### Task directions
Reproduce verbatim the lines of the items below, starting at the line containing "Note: we are tagging the parked" and ending with the line containing "[(666, 234), (730, 238), (805, 242)]", both included.

### Records of labeled points
══════
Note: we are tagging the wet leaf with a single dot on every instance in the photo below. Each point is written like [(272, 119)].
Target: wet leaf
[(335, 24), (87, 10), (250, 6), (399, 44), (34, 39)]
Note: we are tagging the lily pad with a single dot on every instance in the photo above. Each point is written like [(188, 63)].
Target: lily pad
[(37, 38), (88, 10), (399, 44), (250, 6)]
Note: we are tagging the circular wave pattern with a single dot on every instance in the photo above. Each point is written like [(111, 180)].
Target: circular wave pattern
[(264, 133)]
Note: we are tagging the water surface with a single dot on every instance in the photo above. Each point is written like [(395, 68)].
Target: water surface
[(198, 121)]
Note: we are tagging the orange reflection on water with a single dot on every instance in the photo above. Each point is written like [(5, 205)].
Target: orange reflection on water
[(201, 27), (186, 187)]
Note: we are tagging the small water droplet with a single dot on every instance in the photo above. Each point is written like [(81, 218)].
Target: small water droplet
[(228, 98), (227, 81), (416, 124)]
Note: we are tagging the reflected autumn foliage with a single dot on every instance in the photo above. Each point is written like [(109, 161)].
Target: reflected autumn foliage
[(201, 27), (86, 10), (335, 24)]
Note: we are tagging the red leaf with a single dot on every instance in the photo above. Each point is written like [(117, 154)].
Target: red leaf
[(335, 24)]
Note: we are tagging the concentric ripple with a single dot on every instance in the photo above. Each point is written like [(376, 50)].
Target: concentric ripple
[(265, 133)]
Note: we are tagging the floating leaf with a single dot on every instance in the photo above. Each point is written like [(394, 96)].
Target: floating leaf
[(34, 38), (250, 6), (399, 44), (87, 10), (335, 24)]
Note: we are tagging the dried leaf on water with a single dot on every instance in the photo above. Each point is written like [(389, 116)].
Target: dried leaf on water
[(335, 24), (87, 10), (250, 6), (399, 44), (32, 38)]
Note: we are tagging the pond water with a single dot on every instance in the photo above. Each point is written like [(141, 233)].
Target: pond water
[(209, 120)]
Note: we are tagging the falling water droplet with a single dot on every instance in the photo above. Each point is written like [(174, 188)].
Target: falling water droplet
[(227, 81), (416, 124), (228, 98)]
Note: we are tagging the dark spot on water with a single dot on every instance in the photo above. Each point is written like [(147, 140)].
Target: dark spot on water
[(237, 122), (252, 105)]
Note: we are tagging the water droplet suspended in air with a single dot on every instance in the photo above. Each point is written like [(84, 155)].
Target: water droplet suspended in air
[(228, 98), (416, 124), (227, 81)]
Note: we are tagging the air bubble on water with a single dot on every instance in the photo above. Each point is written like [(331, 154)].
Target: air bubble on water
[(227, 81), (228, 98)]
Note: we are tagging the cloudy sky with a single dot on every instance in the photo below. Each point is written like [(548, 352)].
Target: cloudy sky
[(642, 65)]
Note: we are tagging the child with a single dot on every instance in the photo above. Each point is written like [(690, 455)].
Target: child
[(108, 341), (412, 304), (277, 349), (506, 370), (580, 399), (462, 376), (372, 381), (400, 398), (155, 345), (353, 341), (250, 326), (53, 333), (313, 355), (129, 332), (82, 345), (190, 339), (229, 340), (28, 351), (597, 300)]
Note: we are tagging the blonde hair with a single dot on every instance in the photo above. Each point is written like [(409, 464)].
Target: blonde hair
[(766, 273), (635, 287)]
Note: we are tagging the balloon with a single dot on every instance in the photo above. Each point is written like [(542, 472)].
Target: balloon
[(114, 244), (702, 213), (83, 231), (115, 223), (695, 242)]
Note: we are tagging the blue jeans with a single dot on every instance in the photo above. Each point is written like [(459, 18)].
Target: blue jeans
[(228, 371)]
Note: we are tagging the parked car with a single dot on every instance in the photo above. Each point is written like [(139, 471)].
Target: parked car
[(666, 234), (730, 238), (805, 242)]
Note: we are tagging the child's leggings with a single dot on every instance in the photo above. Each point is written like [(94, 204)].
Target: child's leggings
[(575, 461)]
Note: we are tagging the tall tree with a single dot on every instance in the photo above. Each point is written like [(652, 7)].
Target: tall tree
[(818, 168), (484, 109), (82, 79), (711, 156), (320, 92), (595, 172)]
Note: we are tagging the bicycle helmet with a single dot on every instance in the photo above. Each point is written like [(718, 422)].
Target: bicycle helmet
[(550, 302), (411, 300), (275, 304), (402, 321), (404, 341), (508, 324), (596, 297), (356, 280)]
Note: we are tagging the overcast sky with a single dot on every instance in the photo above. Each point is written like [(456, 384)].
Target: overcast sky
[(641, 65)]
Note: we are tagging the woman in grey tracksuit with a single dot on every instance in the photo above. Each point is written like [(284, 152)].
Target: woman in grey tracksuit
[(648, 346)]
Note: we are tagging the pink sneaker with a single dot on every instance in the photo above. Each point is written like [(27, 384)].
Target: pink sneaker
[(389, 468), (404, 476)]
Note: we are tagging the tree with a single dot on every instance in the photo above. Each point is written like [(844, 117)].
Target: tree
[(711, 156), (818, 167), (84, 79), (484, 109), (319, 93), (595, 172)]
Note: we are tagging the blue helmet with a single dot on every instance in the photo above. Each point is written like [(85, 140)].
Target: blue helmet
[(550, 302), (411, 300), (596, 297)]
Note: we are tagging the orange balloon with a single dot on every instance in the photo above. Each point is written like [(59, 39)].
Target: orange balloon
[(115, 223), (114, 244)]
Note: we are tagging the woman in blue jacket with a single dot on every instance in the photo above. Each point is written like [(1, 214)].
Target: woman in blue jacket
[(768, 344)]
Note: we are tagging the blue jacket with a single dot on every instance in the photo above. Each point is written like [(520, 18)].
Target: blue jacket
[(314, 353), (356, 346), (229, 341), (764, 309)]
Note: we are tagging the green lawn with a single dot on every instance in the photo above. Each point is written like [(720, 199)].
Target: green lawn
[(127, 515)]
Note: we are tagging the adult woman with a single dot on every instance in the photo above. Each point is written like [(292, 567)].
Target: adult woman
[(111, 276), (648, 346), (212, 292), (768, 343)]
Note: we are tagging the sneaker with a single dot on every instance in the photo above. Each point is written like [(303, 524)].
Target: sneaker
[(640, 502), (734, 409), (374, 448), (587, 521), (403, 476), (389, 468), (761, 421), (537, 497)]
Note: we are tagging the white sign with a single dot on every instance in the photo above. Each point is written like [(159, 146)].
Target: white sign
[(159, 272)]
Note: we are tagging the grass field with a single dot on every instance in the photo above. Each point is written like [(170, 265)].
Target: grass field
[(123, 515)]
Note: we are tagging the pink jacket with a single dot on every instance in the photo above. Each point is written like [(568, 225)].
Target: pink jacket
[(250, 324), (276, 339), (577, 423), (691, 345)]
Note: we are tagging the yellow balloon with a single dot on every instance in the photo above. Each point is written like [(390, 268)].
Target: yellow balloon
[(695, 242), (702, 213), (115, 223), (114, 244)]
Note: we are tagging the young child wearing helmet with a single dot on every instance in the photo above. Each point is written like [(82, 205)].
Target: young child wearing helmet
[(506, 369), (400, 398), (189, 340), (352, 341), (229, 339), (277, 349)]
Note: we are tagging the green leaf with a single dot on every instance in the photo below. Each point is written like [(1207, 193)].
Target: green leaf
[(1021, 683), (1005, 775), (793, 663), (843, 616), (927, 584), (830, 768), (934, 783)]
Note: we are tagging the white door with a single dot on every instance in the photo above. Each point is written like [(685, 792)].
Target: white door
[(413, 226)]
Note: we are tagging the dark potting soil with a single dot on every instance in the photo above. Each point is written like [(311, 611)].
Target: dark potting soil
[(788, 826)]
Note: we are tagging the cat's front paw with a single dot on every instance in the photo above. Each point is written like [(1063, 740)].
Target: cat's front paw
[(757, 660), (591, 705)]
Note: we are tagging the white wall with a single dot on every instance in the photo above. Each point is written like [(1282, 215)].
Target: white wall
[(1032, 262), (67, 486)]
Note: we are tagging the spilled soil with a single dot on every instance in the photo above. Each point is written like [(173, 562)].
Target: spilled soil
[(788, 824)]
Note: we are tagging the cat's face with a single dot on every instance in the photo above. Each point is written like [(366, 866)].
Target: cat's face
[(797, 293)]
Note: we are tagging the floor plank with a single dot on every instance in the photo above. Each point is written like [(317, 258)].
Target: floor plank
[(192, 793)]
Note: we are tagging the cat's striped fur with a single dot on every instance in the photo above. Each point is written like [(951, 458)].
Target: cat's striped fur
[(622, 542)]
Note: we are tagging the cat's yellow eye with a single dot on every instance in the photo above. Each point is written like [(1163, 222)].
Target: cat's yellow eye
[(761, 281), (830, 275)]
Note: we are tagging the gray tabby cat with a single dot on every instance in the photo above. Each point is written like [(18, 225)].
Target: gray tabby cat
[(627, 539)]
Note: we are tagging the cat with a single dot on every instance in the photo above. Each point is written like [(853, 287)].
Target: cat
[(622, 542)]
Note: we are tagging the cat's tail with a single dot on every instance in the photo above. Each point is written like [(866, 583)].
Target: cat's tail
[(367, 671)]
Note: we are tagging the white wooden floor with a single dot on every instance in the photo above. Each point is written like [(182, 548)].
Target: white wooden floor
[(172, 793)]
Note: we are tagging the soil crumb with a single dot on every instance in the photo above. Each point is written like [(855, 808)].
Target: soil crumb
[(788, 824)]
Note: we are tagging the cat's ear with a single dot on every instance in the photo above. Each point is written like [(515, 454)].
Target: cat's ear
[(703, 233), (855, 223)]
══════
### Solution
Note: we are tagging the parked car with a single dot on every instance in the photo above. Each point is written like [(139, 471)].
Target: parked car
[(666, 234), (730, 238), (805, 242)]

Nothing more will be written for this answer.